- [What the task asks]:
Word for word, transcribe the lines from the one containing "Point out the hand" through the end of the entries, both included, and nothing else.

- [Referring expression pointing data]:
============================================================
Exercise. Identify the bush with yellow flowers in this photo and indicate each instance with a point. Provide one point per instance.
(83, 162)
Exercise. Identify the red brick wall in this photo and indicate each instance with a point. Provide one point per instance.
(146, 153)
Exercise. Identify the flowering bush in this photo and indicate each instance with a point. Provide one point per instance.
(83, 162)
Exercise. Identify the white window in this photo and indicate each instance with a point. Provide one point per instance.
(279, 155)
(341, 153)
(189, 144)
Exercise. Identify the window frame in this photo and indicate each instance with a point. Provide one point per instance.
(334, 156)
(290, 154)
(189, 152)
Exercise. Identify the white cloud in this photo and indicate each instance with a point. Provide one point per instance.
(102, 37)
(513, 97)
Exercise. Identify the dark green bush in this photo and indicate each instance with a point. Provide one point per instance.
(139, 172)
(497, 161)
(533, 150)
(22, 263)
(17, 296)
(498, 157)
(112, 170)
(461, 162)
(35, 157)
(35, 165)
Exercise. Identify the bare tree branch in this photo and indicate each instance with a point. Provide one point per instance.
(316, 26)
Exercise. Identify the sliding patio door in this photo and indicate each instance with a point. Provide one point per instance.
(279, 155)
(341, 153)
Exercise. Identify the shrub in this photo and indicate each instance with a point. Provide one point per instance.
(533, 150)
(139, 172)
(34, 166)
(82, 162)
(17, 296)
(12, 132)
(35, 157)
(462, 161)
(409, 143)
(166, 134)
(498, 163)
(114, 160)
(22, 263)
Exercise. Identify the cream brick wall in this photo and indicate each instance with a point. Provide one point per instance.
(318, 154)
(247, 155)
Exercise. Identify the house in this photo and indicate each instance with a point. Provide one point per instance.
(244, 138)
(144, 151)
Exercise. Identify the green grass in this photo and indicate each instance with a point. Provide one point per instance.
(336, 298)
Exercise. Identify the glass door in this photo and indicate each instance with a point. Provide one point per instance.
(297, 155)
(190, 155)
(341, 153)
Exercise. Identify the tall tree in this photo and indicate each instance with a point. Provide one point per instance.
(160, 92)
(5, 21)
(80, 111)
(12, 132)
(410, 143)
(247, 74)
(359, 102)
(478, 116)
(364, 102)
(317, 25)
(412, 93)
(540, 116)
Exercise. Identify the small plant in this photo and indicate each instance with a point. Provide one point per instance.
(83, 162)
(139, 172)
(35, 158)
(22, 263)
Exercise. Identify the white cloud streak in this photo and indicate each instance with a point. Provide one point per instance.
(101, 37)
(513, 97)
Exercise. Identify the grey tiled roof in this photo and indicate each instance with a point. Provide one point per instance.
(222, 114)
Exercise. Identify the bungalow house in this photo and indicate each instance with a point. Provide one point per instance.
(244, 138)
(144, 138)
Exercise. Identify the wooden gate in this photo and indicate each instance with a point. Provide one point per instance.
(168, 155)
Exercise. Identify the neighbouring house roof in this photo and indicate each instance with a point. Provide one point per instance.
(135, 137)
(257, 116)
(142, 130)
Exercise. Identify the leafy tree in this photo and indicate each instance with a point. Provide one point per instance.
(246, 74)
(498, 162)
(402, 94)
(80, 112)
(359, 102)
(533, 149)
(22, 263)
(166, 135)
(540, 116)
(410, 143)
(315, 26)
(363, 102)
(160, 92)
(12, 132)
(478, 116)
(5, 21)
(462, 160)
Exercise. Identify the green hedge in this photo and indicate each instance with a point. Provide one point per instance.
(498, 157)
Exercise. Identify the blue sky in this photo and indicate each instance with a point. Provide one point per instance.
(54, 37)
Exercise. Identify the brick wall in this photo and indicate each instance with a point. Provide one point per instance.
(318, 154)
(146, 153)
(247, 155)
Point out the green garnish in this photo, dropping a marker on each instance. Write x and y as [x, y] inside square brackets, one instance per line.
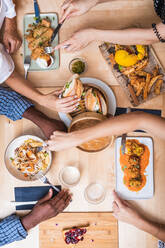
[124, 167]
[120, 67]
[40, 43]
[36, 18]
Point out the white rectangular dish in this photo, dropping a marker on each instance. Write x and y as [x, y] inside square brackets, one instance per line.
[30, 19]
[148, 191]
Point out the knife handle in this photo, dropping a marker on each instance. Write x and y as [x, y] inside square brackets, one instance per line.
[37, 11]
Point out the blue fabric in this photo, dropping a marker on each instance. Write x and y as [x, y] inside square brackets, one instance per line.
[12, 104]
[161, 244]
[11, 230]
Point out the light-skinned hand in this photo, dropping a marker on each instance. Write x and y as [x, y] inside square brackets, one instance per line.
[64, 105]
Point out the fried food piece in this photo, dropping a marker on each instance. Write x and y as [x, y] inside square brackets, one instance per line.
[145, 91]
[41, 40]
[141, 86]
[155, 71]
[38, 31]
[133, 171]
[134, 160]
[158, 86]
[135, 182]
[46, 22]
[133, 148]
[153, 80]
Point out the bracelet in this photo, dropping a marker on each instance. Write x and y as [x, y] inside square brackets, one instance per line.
[157, 33]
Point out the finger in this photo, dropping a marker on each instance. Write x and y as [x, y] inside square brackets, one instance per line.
[117, 199]
[47, 197]
[58, 197]
[70, 104]
[67, 99]
[12, 46]
[7, 46]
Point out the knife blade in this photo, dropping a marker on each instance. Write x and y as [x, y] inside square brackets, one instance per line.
[37, 11]
[124, 136]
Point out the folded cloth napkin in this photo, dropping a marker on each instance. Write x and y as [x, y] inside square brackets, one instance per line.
[120, 111]
[25, 194]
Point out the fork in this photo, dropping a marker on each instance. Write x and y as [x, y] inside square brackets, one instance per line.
[27, 63]
[45, 180]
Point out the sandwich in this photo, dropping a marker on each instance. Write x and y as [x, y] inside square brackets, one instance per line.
[74, 87]
[95, 102]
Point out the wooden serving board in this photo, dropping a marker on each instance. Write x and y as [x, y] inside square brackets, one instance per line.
[102, 232]
[124, 81]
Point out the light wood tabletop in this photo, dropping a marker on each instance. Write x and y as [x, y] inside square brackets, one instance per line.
[117, 14]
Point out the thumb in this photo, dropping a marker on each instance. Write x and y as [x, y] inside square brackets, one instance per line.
[117, 199]
[47, 197]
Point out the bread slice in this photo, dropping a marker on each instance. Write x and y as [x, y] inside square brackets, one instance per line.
[79, 229]
[74, 87]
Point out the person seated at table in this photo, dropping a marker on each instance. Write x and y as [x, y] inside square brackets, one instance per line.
[8, 74]
[15, 228]
[82, 38]
[118, 125]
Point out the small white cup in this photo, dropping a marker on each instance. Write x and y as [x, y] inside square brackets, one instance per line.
[69, 176]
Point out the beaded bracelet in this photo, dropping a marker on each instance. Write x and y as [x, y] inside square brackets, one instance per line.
[157, 33]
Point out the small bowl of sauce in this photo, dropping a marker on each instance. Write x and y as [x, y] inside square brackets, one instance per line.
[77, 66]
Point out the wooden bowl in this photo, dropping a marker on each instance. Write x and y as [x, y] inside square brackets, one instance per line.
[89, 119]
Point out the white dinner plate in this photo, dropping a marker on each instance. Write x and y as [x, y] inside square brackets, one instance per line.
[108, 91]
[10, 153]
[148, 191]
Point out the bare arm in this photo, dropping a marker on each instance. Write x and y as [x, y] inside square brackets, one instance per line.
[114, 126]
[136, 35]
[22, 86]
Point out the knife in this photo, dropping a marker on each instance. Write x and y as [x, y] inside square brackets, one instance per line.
[123, 139]
[56, 31]
[23, 203]
[37, 11]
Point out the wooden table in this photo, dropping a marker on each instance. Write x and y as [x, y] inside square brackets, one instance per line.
[117, 14]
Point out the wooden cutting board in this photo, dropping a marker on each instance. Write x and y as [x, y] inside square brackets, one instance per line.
[102, 232]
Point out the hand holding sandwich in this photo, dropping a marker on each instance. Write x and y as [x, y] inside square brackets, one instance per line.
[64, 105]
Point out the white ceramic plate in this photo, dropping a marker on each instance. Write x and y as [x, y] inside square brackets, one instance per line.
[29, 19]
[9, 153]
[110, 95]
[148, 191]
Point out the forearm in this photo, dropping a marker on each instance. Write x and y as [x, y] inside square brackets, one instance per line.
[136, 36]
[23, 87]
[123, 124]
[10, 24]
[155, 229]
============================================================
- [Answer to this task]:
Point out the hand holding sandwich in this photo, dropping a marker on each instance. Write x and y as [x, y] inside square brackets, one instance per line.
[64, 105]
Point out the white ceramic plate in this photo, dropping a marker on each instance. Write x and y as [x, y] inside square brackets, one instance per line.
[29, 19]
[9, 153]
[110, 95]
[148, 191]
Point out the forearm in this photo, dropping a marker on each instance. Write x and y as [x, y] inside square brackets, one instance per line.
[136, 36]
[23, 87]
[123, 124]
[10, 24]
[155, 229]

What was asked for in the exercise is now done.